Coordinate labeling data
---*---

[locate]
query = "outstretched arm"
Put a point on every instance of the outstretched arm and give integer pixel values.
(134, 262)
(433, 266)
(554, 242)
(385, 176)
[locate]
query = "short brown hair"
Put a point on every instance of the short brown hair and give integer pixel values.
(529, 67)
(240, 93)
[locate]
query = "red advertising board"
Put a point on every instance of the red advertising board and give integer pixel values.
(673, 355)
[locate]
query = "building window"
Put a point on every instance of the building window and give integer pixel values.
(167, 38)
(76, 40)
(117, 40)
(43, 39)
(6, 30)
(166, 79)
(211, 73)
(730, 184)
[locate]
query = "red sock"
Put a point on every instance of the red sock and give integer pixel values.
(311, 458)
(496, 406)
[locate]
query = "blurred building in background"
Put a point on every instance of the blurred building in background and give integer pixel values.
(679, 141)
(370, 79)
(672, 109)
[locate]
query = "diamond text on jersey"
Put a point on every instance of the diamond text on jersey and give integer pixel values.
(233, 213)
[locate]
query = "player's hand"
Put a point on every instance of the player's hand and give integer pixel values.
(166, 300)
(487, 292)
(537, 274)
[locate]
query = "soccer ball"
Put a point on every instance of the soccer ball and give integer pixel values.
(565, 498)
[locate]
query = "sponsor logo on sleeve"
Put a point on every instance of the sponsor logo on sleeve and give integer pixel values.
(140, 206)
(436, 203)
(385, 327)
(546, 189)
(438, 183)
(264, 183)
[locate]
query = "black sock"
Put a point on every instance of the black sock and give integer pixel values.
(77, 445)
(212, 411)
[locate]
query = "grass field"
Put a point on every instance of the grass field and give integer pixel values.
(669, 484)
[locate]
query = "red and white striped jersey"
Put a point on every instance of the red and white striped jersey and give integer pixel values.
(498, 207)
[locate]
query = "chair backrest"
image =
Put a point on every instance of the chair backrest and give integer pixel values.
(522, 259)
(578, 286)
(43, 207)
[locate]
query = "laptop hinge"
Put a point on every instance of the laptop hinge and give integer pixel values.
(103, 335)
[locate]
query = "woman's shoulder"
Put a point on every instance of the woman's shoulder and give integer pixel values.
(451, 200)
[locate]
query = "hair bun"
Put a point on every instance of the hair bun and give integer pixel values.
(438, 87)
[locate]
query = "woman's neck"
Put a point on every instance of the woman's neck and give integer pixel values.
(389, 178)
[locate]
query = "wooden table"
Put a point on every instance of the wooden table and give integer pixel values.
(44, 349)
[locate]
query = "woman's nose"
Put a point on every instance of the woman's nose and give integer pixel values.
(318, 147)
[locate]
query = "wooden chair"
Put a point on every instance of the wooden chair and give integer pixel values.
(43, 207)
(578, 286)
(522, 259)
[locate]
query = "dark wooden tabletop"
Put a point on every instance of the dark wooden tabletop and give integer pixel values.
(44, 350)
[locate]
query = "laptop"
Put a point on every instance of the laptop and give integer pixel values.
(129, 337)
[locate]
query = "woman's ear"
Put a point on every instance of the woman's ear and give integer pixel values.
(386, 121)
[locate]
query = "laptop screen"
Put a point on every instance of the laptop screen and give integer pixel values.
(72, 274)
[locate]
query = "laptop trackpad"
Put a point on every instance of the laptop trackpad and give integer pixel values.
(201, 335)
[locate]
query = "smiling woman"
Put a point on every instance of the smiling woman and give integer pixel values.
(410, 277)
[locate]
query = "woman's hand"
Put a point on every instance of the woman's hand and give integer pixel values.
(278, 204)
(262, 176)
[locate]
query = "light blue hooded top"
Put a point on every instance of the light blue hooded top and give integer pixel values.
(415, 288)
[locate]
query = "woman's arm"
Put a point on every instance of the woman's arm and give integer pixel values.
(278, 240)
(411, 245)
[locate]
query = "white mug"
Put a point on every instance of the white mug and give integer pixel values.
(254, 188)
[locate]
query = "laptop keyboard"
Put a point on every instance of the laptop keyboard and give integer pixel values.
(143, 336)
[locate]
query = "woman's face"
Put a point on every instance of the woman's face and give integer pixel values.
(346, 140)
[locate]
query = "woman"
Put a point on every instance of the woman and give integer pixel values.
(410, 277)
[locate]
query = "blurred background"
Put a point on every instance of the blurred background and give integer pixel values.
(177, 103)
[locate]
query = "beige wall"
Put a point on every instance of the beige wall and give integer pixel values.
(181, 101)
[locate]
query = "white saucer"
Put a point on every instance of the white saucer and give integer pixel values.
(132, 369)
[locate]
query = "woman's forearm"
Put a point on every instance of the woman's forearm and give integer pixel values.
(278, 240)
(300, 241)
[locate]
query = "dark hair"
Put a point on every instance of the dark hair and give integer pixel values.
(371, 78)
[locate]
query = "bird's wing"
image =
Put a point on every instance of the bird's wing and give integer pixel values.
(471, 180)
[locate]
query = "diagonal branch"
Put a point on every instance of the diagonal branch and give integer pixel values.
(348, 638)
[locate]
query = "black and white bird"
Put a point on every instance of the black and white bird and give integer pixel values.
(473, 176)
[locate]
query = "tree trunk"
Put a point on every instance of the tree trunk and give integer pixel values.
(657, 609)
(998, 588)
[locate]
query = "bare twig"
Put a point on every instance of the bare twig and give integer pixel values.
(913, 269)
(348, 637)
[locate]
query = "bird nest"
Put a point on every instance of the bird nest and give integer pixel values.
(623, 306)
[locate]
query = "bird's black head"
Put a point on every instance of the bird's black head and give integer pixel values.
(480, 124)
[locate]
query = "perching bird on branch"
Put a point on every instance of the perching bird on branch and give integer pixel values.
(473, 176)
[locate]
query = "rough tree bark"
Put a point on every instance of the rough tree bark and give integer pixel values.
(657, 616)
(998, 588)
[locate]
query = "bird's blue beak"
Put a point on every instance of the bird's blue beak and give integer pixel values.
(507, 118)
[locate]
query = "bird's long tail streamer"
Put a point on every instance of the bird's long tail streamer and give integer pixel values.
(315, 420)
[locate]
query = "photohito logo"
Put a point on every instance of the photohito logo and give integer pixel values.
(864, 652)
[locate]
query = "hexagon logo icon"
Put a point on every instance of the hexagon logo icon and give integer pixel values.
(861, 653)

---*---

▸ BRIEF
Write out all the data again, exactly as it appears.

▸ SOLUTION BELOW
[locate]
query = "outstretched arm"
Put a point on every instance of the outstretched arm and give integer pixel values.
(134, 262)
(433, 266)
(554, 242)
(385, 176)
[locate]
query = "short brown hair"
Put a point on every instance of the short brown hair and give integer pixel values.
(529, 67)
(240, 93)
[locate]
query = "red advertising board"
Put a point on every instance of the red advertising board and give integer pixel values.
(673, 355)
[locate]
query = "building window"
Put a point on every instance of the building window and give integer pixel values.
(167, 38)
(76, 40)
(117, 40)
(43, 39)
(6, 30)
(166, 79)
(211, 73)
(730, 184)
[locate]
query = "red sock"
Put a point on every instance of the red sock and give integer pixel values.
(311, 458)
(496, 406)
[locate]
query = "blurred building in background"
Put a point on every instance of the blurred building in background and give integer pixel values.
(679, 141)
(370, 79)
(672, 109)
[locate]
query = "diamond text on jersey"
Put a point on every instance of the diamond text on jersey and give integer pixel values.
(233, 213)
[locate]
query = "player's hand"
Put a point on every instance of the player's hand and give integer pixel values.
(166, 300)
(487, 292)
(537, 274)
[locate]
query = "soccer ball"
Put a point on every instance of the soccer ball and give integer pixel values.
(565, 498)
[locate]
query = "sponsor logo on sleeve"
Put a point on every instance of the sponsor logo on sleeve and give integer pixel values.
(140, 206)
(436, 203)
(385, 327)
(546, 189)
(438, 183)
(264, 183)
[locate]
query = "black sock"
Put a point on every instance of the black sock and give integer pixel values.
(77, 445)
(212, 411)
[locate]
query = "grass field"
Put a point on every instance of the grass field and give integer pixel values.
(669, 484)
[locate]
query = "red and white striped jersey"
Put a point on every instance of the red and white striped jersey and give integer pixel values.
(498, 207)
[locate]
query = "chair backrest"
image =
Put a point on every instance of the chair backrest and give integer pixel values.
(522, 259)
(578, 286)
(43, 207)
[locate]
query = "laptop hinge"
Put a point on every instance of the laptop hinge and give integer pixel values.
(103, 335)
[locate]
query = "woman's shoulder"
Put a point on every instance of the woman's shoulder and give integer pixel values.
(451, 200)
[locate]
query = "hair bun"
Put a point on every instance of the hair bun and give integer pixel values.
(438, 87)
[locate]
query = "woman's neck"
Put a point on every instance of the woman's neck and give integer pixel values.
(389, 178)
[locate]
query = "wooden table"
Put a point on every instance of the wooden table and give integer pixel values.
(44, 349)
[locate]
query = "woman's nose"
Put a point on every instance of the woman's nose and give integer pixel values.
(318, 147)
[locate]
query = "wooden chair"
Put a point on every instance of the wooden chair and give integer pixel values.
(43, 207)
(578, 286)
(522, 259)
[locate]
query = "dark wooden tabletop"
Put a point on every instance of the dark wooden tabletop and give integer pixel values.
(44, 350)
[locate]
query = "laptop"
Put a point on every instance of the laptop and give integer pixel values.
(129, 337)
[locate]
query = "woman's ear"
Put a point on every instance of the woman's ear and give integer pixel values.
(386, 121)
[locate]
query = "laptop screen"
Put a point on every instance of the laptop screen and give integer pixel values.
(72, 274)
[locate]
query = "laptop trackpad"
Put a point on every instance of the laptop trackpad and give integer pixel values.
(201, 335)
[locate]
query = "smiling woman"
Put a point on every instance of the smiling woman and give integer pixel values.
(410, 277)
[locate]
query = "woman's hand"
Put a point on every instance of the woman's hand and give integer pixel values.
(278, 204)
(262, 176)
[locate]
query = "light blue hooded top"
Put a point on every instance of the light blue hooded top and give integer pixel values.
(415, 288)
[locate]
query = "woman's arm"
Put a point on every instance of the woman's arm and give integer pixel values.
(278, 240)
(411, 245)
[locate]
query = "white mug"
Put a point on every instance of the white mug and give integer pixel values.
(254, 188)
[locate]
query = "laptop keyboard"
Put a point on every instance of the laptop keyboard and give integer pixel values.
(143, 336)
[locate]
query = "woman's face"
Put a point on every instance of the woman's face and give integer pixel values.
(346, 140)
[locate]
query = "woman"
Put a point on every instance of the woman and give integer pixel values.
(410, 277)
[locate]
query = "blurred background"
Put a point on every instance of the blurred background and give integer pixel values.
(177, 103)
[locate]
query = "beige wall"
Put a point on every instance of the beige wall and give integer pixel values.
(181, 101)
[locate]
query = "white saucer"
Put a point on every instance of the white saucer and give integer pixel values.
(132, 369)
[locate]
query = "woman's forearm"
Put a point on every instance of the woman's forearm and give integer pixel values.
(278, 240)
(300, 241)
[locate]
query = "dark hair"
Put a point on every instance of the dark hair and give integer pixel values.
(371, 78)
[locate]
query = "bird's wing"
image =
Put a point on every instance of the bird's wing and give integer pixel values.
(471, 180)
[locate]
query = "diagonal branch"
Put a point on every instance of the diagonal branch and give integer pixel values.
(348, 638)
[locate]
query = "black and white bird"
Put a point on every instance of the black and white bird and give integer pixel values.
(473, 176)
[locate]
query = "tree trunk"
Put a point on every instance of the tree trunk and give integer pixel values.
(657, 609)
(998, 588)
[locate]
query = "bare twig"
Put a point on every instance of the bare twig and give integer pixel values.
(913, 269)
(348, 637)
[locate]
query = "bird nest"
Put a point on every instance of the bird nest and give integer pixel values.
(623, 306)
[locate]
query = "bird's black head"
Put a point on every instance of the bird's black head and give integer pixel values.
(480, 124)
[locate]
query = "perching bird on branch"
Put a point on every instance of the perching bird on branch and give integer pixel values.
(473, 176)
[locate]
query = "rough tree bark"
Put a point on every instance of the rough tree bark and give integer pixel values.
(657, 616)
(998, 588)
[locate]
query = "bird's blue beak"
Put a point on every instance of the bird's blue beak and give integer pixel values.
(507, 118)
[locate]
query = "bird's long tail streamer"
Put a point on every instance of the bird's long tail streamer and give integer pixel values.
(315, 420)
[locate]
query = "photohito logo"
Put a point on every instance of the photohito logo and give integer pixel values.
(864, 652)
[locate]
query = "hexagon logo icon"
Put a point on every instance of the hexagon logo icon and give integer pixel values.
(861, 653)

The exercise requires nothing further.